#### Job 1:
In the rows, take the stretch from "Thank you for the photograph above. Please mark the brass" through "Target: brown egg" and write it out again with "timber" substituted for "wooden" and nothing else changed.

To date, while the Company has overall realized cash inflows from sales of its PCI product, it has continued to depend upon debt and equity financing in order to fund exploration and development programs and its working capital requirements. To the extent that the Company’s cash flow from operations is lower than expected, it will have to continue its reliance upon equity issuances and debt to fund operations.
There can be no assurance that such financing, or any additional debt or equity financing that the Company may require in future periods, will be available in the amount required at any particular time or for any particular period or, if available, that it can be obtained on terms satisfactory to the Company.
4
Pine Valley Mining Corporation
Management’s Discussion & Analysis
For the Quarter Ended December 31, 2005
The following is a schedule reflecting our aggregate financial commitments as of December 31, 2005:
| | | | | |
| Payment due by period |
| Effective December 31, 2005 |
Contractual Obligations | Total (CDN$) | Less than 1 year | 1-3 years | 3-5 years | More than 5 years |
Long-Term Debt Obligations (1) |
10,293,000 |
10,293,000 |
- |
- |
- |
Capital Lease Obligations |
188,000 |
56,000 |
103,000 |
29,000 |
- |
Operating Lease Obligation (2) |
3,379,000 |
1,095,000 |
2,284,000 |
- |
- |
Other Long-Term Liabilities (3) |
600,000 |
600,000 |
- |
- |
- |
Total | 14,460,000 | 12,044,000 | 2,387,000 | 29,000 | - |
(1)
At December 31, 2005, all of our long-term debt was classified as a current liability for financial reporting purposes. Indebtedness consisted of amounts outstanding under the Company’s credit facility with The Rockside Foundation.
(2)
Represents rent obligations under operating leases for coal loading services, office space in Vancouver and equipment and vehicles at the Willow Creek Coal Mine Site.
(3)
Represents amounts payable to the Estate of Orval Gillespie. The Company has agreed, subject to certain conditions being fulfilled, to enter into discussions that could result in a cash payment or common shares of the Company being issued in full consideration of an amount of $600,000 for the Estate upon terms and arrangements that are yet to be determined. The Company is currently restricted, under the terms of its financing arrangements, from repaying these amounts. Accordingly, the Company and the Estate intend to resume discussions once these restrictions are no longer in force.
Outlook
Sales and Marketing Initiatives
The Company has, and continues to, place increased emphasis on its coking coal reserves and their development for sales in the upcoming coal fiscal year which commences on April 1, 2006. Accordingly, beginning in late October 2005 the Company began the initial overburden removal on its coking coal seams. This has enabled the Company to extract a small amount of coking coal to wash in production mode, perform sampling analysis and provide drum samples to current and interested prospective customers. A number of steel mills have now received the coking coal samples and will perform their own internal analysis and quality evaluation. Concurrently, the Company continues to pursue negotiations with these steel producers to enter into agreements for trial cargos and contracts for the coking coal for the upcoming fiscal year.

#### Job 2:
Answer these questions from the Pine Valley Mining excerpt.
(a) What is the total of the capital lease obligations in Canadian dollars?
(b) To whom are the other long-term liabilities payable?
(c) On what date does the upcoming coal fiscal year commence?

#### Extracted material:

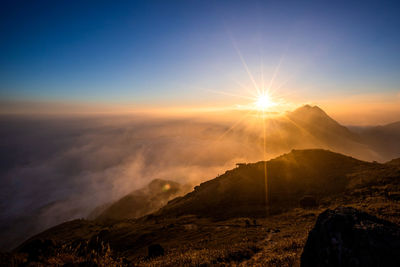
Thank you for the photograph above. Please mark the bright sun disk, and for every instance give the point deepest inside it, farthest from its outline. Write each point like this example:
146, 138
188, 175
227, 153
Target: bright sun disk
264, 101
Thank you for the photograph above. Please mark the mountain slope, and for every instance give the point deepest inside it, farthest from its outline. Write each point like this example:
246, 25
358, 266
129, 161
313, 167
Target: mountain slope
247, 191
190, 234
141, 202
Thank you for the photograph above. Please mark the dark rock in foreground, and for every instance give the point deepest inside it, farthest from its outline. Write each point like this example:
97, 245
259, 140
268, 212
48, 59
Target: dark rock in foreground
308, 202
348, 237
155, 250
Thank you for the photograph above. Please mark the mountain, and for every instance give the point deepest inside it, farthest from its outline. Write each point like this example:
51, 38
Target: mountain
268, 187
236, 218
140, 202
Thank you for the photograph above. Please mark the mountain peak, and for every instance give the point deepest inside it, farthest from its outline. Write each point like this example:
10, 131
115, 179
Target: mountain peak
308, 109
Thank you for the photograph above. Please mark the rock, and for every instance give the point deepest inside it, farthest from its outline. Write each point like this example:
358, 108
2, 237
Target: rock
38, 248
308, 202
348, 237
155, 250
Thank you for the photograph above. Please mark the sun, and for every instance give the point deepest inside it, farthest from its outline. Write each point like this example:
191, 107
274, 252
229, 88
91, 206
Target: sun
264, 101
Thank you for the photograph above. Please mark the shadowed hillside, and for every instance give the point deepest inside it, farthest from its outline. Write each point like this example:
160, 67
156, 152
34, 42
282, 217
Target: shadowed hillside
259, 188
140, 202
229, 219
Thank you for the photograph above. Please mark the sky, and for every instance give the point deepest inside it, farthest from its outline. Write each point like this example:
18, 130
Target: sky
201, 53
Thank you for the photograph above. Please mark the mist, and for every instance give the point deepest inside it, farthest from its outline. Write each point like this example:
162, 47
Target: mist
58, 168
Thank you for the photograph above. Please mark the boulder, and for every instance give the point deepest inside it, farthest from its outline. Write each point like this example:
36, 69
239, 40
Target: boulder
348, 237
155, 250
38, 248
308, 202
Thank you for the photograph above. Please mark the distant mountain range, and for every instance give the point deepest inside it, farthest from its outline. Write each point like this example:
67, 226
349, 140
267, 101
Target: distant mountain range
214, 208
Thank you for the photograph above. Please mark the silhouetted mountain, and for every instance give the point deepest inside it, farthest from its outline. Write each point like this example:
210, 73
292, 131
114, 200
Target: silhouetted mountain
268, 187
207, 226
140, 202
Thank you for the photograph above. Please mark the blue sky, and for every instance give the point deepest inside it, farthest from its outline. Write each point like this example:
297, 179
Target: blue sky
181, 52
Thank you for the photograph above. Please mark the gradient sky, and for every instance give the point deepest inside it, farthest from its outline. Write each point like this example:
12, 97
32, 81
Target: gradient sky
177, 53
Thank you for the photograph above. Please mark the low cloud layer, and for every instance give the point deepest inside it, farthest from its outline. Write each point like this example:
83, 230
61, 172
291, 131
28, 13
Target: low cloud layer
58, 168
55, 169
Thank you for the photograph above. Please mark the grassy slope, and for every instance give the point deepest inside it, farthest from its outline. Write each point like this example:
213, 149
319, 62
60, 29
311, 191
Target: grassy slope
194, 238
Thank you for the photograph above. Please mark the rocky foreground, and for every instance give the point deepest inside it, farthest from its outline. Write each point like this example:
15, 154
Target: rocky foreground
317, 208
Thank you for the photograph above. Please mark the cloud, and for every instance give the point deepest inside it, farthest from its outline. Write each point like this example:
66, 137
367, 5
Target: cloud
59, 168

---

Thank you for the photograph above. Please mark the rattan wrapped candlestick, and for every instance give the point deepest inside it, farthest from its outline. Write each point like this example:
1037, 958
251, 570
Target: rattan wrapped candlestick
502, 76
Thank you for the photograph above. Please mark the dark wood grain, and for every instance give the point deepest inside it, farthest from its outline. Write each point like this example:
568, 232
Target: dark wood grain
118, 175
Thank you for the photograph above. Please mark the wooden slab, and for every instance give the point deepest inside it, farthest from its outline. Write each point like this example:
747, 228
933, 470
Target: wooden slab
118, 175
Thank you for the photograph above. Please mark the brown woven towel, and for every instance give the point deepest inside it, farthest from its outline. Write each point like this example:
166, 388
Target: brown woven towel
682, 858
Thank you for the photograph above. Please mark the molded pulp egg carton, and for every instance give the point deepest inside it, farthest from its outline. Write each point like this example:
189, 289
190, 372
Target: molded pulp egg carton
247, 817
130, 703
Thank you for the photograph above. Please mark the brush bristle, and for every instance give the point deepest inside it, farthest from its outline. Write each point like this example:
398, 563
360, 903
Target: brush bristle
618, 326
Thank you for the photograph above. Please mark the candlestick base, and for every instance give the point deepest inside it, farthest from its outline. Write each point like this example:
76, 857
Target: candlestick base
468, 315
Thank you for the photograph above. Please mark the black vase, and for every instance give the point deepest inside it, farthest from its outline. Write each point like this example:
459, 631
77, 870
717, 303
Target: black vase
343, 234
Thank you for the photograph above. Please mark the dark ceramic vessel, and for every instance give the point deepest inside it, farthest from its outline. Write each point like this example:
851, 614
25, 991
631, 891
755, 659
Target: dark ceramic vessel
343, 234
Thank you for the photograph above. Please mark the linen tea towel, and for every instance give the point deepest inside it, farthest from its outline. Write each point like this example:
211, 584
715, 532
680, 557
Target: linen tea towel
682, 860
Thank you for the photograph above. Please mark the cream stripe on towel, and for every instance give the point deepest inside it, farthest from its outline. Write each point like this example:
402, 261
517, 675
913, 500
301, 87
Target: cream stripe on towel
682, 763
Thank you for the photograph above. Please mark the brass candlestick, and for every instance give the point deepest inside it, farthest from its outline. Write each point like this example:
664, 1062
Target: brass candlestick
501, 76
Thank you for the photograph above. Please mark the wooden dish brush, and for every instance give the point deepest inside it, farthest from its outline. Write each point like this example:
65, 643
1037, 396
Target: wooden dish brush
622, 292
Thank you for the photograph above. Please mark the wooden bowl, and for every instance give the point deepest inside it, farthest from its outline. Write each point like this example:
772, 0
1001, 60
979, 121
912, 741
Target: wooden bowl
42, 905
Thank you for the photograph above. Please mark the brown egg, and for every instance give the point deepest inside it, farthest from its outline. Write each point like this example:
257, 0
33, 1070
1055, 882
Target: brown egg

#### Exercise solution 1:
Thank you for the photograph above. Please mark the brass candlestick, and for every instance give the point deepest inside it, farthest from its outline. Write each point like this example:
664, 1062
Target: brass candlestick
501, 76
Thank you for the photograph above. Please mark the timber dish brush, and for every instance give the point deepest inside it, farthest from its outline. Write each point like this example:
65, 643
1037, 396
Target: timber dish brush
622, 292
Thank you for the photograph above. Please mark the timber bowl, and for every instance give the point deepest inside it, farthest from its outline. Write each point like this example:
772, 0
1001, 60
979, 121
912, 741
Target: timber bowl
42, 905
Thank you for the photograph above. Please mark the brown egg, and for every instance give the point deepest inside it, farthest from its outline. Write each point like this example:
257, 0
33, 1070
1055, 882
Target: brown egg

#### Exercise solution 2:
(a) 188,000
(b) The Estate of Orval Gillespie
(c) April 1, 2006